PASSAGE FOR REVIEW START

Aim To determine the reliability of urine dipstick and microscopy in diagnosing UTIs in children.

Methods Urine samples were obtained from children admitted with a suspicion of UTI over a period of 30 days. As per local protocol, samples were analysed on the ward by dipstick & phase-contrast microscopy. For the purposes of this audit, all samples were sent to the laboratory for automated cell count and culture. The culture results were compared with automated cell count, dipstick and microscopy results. The data was analysed using SPSS version 15.0 statistical package.

This audit was registered with and approved by the audit department.

Results Ninety-one samples were obtained but 63 contained full results and were analysed. Forty (64%) were from children <5 years old. Seventeen (27%) had pure, significant bacterial growth on culture. Of these, 8 (47%) and 4 (24%) had tested positive for white cells and nitrite on dipstick, respectively. Only 7 (41%) had tested positive for bacteria on ward microscopy and only 1(6%) had >100 white cells on laboratory automated cell count.

Dipstick for white cells had the highest sensitivity of 53% while automated white cell count had the least (5%). Conversely, dipstick for nitrites had the highest specificity of 95% while dipstick for white cells had the least (40%).

PASSAGE FOR REVIEW END

**YOUR OBJECTIVE**
Write what comes next in the abstract on urine dipstick and microscopy for diagnosing UTIs in children, starting after its final sentence about specificity.

DATA FOR REVIEW START

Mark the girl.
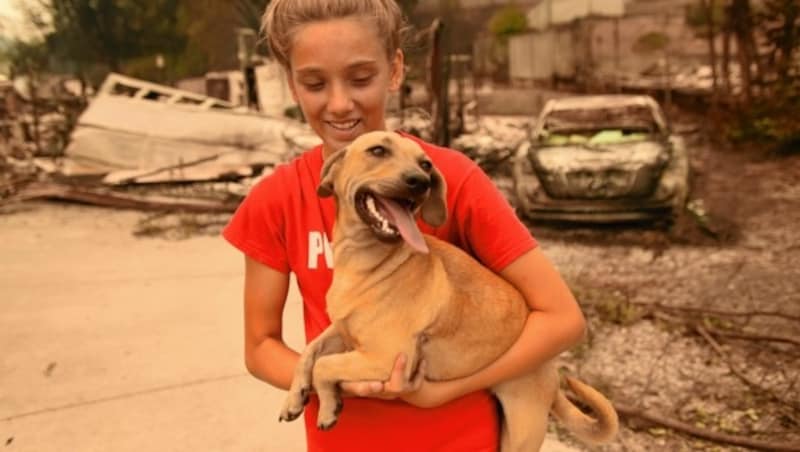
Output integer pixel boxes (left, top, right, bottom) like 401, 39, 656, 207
223, 0, 585, 452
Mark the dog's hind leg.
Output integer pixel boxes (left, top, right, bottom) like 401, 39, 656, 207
278, 326, 346, 421
313, 351, 395, 430
492, 364, 558, 452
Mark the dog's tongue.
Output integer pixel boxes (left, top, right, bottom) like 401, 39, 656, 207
375, 196, 428, 254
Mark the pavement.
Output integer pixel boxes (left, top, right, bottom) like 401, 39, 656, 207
0, 203, 576, 452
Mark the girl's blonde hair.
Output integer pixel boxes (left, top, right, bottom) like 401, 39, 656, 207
261, 0, 408, 68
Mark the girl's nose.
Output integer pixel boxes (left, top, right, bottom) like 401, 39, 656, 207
328, 83, 353, 114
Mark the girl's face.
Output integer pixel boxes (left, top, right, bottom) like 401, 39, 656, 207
289, 18, 403, 157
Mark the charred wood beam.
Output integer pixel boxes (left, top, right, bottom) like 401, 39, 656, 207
0, 182, 239, 213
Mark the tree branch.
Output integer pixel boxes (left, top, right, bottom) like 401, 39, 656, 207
614, 403, 800, 452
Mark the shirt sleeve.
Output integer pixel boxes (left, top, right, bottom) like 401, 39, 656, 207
453, 165, 538, 272
222, 172, 289, 273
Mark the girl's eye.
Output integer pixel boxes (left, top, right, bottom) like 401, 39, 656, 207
303, 82, 325, 91
367, 146, 389, 157
353, 76, 372, 86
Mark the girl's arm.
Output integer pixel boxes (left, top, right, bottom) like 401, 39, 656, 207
401, 248, 586, 407
244, 257, 300, 389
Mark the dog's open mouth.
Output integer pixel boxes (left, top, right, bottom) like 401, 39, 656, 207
356, 190, 428, 253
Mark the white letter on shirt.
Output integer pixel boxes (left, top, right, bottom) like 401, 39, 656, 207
308, 231, 325, 270
308, 231, 333, 270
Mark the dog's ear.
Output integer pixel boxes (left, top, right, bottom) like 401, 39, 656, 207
421, 167, 447, 228
317, 148, 347, 198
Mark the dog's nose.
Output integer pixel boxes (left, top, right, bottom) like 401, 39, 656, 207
403, 173, 431, 195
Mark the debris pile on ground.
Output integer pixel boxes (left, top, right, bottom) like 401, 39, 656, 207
452, 117, 530, 177
0, 74, 318, 212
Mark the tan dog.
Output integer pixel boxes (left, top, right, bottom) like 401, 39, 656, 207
280, 132, 618, 452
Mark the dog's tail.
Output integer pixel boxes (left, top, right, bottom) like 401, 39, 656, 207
552, 377, 619, 444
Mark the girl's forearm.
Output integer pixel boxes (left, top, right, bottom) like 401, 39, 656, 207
245, 337, 300, 390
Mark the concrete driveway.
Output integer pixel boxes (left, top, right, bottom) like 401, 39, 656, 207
0, 203, 574, 452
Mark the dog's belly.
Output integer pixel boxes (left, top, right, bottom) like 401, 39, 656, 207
420, 316, 525, 381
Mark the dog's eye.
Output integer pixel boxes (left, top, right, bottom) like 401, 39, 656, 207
367, 146, 389, 157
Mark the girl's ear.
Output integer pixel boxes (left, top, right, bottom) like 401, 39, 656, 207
284, 69, 300, 105
389, 49, 406, 91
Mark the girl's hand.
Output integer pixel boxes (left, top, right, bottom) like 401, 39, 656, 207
401, 380, 462, 408
339, 353, 425, 400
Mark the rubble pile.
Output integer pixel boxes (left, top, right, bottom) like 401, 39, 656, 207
0, 73, 318, 212
451, 117, 530, 178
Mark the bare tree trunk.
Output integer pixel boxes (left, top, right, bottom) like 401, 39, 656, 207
702, 0, 718, 110
722, 14, 733, 97
729, 0, 753, 108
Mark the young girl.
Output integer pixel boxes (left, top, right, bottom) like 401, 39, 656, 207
223, 0, 584, 452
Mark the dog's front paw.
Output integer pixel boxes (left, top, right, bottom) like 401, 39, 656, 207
278, 387, 311, 422
317, 397, 344, 430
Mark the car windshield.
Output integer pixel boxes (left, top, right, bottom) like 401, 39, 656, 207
541, 105, 659, 145
543, 129, 650, 146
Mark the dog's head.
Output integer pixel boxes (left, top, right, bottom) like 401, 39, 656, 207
317, 132, 447, 252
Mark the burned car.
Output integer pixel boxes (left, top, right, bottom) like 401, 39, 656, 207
513, 95, 689, 223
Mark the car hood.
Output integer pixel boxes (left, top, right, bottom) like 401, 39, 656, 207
529, 140, 670, 199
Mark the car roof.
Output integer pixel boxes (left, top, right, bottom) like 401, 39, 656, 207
537, 94, 667, 132
545, 94, 658, 111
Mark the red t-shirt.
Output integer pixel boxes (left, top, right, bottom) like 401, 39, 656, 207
223, 135, 536, 452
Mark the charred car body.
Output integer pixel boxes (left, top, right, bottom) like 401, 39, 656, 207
513, 95, 689, 223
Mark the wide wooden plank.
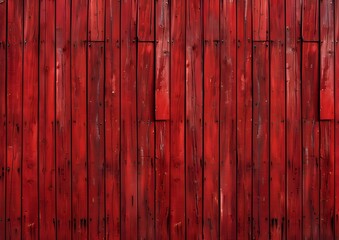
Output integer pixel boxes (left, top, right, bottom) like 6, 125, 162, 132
252, 0, 270, 41
120, 0, 137, 239
137, 43, 155, 239
105, 1, 121, 239
38, 1, 57, 239
87, 42, 105, 239
155, 0, 170, 120
236, 0, 252, 239
320, 1, 334, 120
301, 0, 319, 41
55, 0, 73, 239
219, 0, 237, 239
286, 0, 303, 239
301, 43, 320, 239
185, 0, 203, 239
137, 0, 154, 41
71, 0, 89, 239
252, 42, 270, 239
169, 0, 186, 239
0, 0, 7, 238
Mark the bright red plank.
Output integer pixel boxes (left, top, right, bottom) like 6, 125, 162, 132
105, 1, 121, 239
252, 42, 270, 239
71, 0, 89, 239
39, 1, 57, 239
55, 0, 73, 239
155, 0, 170, 120
185, 0, 203, 239
236, 0, 252, 239
301, 43, 320, 239
87, 42, 105, 239
169, 0, 186, 239
120, 0, 137, 239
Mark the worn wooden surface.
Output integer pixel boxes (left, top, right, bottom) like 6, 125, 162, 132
0, 0, 339, 240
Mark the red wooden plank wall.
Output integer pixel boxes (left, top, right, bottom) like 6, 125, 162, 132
0, 0, 339, 239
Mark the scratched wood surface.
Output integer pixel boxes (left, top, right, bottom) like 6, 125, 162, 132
0, 0, 339, 240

DATA FOR REVIEW END

**RESULT**
Dipstick for nitrites had the highest positive and negative predictive values of 80% and 65%, respectively. Automated white cell count had the lowest positive predictive value of 33% while dipstick for white cells had the least negative predictive value of 53%.

Discussion Urine analysis and microscopy are cheaper but less reliable alternatives to urine culture. For instance, 16(94%) or 10(59%) of the culture positive samples would not have been cultured because they had <100 white cells on automated cell count or no bacteria on ward microscopy, respectively and the diagnosis would have been missed. We conclude that these rapid tests cannot detect all cases of UTI. Therefore, all samples should be sent for cultures. Treatment should be started for all children <1 year with nitrite positive samples and/or symptoms/signs of UTI.